Saved data entries
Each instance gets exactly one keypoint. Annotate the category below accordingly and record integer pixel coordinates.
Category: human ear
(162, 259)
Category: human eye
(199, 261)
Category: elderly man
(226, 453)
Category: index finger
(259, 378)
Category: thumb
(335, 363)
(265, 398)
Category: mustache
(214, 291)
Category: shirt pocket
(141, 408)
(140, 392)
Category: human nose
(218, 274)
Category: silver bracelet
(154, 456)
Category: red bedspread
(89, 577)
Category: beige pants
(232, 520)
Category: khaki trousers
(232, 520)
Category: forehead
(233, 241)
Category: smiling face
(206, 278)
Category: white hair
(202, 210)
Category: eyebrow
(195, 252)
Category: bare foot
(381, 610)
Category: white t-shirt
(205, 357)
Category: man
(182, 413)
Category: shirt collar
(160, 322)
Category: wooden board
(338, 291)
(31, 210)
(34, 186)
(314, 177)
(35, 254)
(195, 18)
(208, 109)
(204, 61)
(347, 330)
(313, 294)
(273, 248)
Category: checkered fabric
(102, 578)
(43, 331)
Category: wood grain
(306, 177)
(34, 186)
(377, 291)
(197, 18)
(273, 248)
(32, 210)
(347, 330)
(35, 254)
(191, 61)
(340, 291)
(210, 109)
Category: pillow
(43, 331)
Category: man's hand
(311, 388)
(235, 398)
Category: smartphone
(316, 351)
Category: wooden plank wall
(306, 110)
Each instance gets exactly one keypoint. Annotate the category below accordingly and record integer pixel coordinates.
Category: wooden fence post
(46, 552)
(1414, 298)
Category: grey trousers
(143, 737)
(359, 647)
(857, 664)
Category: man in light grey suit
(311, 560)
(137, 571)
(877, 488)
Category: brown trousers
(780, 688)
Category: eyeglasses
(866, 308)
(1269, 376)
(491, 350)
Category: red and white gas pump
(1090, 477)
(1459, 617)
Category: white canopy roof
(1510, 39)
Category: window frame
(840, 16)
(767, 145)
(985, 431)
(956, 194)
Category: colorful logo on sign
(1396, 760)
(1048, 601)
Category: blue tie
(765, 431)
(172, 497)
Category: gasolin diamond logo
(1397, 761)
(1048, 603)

■ Directions for this task ■
Your answer must be an exact transcription of every record above.

■ Result below ■
Each instance gets exactly one keypoint. Annotate the category below accordingly and record integer pixel coordinates.
Category: human ear
(162, 259)
Category: human eye
(199, 261)
Category: elderly man
(226, 453)
Category: index finger
(259, 378)
Category: thumb
(335, 363)
(265, 398)
Category: mustache
(214, 291)
Category: shirt pocket
(141, 408)
(140, 392)
Category: human nose
(218, 274)
Category: silver bracelet
(154, 456)
Category: red bedspread
(89, 577)
Category: beige pants
(232, 520)
Category: khaki trousers
(232, 520)
Category: forehead
(233, 241)
Category: smiling face
(206, 278)
Category: white hair
(202, 210)
Category: eyebrow
(195, 252)
Category: bare foot
(381, 610)
Category: white t-shirt
(205, 357)
Category: man
(182, 413)
Category: shirt collar
(160, 322)
Category: wooden board
(338, 291)
(31, 210)
(34, 186)
(314, 177)
(35, 254)
(195, 18)
(208, 109)
(204, 61)
(347, 330)
(313, 294)
(273, 248)
Category: checkered fabric
(102, 578)
(43, 331)
Category: wood grain
(306, 177)
(34, 186)
(377, 291)
(197, 18)
(273, 248)
(32, 210)
(347, 330)
(35, 254)
(191, 61)
(340, 291)
(210, 109)
Category: pillow
(43, 331)
Category: man's hand
(311, 388)
(235, 398)
Category: smartphone
(316, 351)
Category: wooden plank wall
(306, 110)
Each instance gets exactly one keypoint. Annotate the category below accordingly and record integer pixel coordinates.
Category: wooden fence post
(46, 552)
(1414, 298)
Category: grey trousers
(143, 737)
(359, 647)
(857, 664)
Category: man in light grey suit
(311, 560)
(137, 571)
(877, 488)
Category: brown trousers
(780, 688)
Category: eyeglasses
(866, 308)
(1269, 376)
(491, 350)
Category: red and white gas pump
(1090, 477)
(1459, 617)
Category: white canopy roof
(1510, 39)
Category: window frame
(840, 16)
(767, 145)
(985, 431)
(956, 194)
Category: colorful logo on sign
(1396, 760)
(1048, 601)
Category: blue tie
(765, 431)
(172, 497)
Category: gasolin diamond logo
(1397, 761)
(1048, 603)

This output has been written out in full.